- _EXTRACT_:
......
So when the crowd saw that Jesus was not there, nor his disciples, they themselves got into the boats and went to Capernaum, seeking Jesus.
When they found him on the other side of the sea, they said to him, “Rabbi, when did you come here?” Jesus answered them, “Truly, truly, I say to you, you are seeking me, not because you saw signs, but because you ate your fill of the loaves. Do not work for the food that perishes, but for the food that endures to eternal life, which the Son of Man will give to you. For on him God the Father has set his seal.” Then they said to him, “What must we do, to be doing the works of God?” Jesus answered them, “This is the work of God, that you believe in him whom he has sent.” So, they said to him, “Then what sign do you do, that we may see and believe you? What work do you perform?” – John 6:24-30
Is it not interesting when we do something that appears to be in good taste but we have an ulterior motive for doing it? We think that our motive is a secret. However, someone confronts us and exposes our selfish intention.
In such situations, we are left dumbfounded and somewhat ashamed. We are ashamed because our evil intent is brought out into the open.
This happens to the people in the gospel text before us. The people who followed Jesus after the feeding of the 5,000 were exposed in such a manner.
Having crossed over the lake, the people approached Jesus when they found him on the other side and questioned how he got there. But Jesus knew their intentions.
......
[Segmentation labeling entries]
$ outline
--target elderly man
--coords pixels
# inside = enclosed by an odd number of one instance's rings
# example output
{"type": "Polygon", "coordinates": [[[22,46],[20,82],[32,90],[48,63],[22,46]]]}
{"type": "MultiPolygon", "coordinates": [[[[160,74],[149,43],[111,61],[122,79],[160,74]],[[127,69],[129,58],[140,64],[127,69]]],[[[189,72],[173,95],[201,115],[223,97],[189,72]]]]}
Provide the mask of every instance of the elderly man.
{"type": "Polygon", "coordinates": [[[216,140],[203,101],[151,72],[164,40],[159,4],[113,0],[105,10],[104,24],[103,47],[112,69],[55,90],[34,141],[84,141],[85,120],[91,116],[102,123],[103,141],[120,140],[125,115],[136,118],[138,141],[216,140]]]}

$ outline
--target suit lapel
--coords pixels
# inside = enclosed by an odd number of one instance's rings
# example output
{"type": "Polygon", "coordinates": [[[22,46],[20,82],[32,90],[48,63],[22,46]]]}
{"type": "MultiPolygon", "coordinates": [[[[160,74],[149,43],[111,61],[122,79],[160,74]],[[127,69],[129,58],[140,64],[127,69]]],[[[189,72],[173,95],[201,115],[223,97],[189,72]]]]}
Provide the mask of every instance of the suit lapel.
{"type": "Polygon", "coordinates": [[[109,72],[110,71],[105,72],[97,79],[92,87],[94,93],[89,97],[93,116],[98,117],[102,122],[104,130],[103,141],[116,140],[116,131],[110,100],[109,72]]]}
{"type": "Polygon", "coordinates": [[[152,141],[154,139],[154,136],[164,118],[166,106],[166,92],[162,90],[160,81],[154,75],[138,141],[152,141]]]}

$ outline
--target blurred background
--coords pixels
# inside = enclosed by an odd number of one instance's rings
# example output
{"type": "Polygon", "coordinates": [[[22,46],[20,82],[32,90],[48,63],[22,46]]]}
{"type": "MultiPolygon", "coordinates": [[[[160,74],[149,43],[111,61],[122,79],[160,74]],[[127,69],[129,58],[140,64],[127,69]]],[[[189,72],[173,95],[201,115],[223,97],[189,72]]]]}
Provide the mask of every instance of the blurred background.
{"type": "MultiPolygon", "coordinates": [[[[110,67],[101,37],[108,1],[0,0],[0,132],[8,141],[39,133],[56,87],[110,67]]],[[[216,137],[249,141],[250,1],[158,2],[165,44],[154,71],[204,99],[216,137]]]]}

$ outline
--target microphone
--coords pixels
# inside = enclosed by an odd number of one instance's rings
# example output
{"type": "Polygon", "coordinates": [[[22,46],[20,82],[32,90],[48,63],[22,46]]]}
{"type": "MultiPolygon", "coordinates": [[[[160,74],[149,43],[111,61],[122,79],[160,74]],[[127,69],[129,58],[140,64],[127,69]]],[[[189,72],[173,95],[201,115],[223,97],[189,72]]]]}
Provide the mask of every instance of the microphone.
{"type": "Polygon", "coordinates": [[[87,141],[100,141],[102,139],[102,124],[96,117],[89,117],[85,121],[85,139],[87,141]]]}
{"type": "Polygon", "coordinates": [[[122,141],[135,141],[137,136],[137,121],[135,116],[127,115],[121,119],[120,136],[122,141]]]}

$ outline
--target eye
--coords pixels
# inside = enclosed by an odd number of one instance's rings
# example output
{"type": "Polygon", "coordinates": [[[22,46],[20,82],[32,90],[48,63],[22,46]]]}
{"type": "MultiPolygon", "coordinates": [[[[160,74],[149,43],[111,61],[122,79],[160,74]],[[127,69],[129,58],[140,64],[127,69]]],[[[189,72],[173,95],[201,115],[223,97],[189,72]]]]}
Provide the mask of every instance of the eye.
......
- _REQUEST_: Reproduce the part of the reflection on John 6:24-30 that opens with the words containing "In such situations, we" and closes with "such a manner.", substituting "speechless" for "dumbfounded".

- _CORRECT RESULT_:
In such situations, we are left speechless and somewhat ashamed. We are ashamed because our evil intent is brought out into the open.
This happens to the people in the gospel text before us. The people who followed Jesus after the feeding of the 5,000 were exposed in such a manner.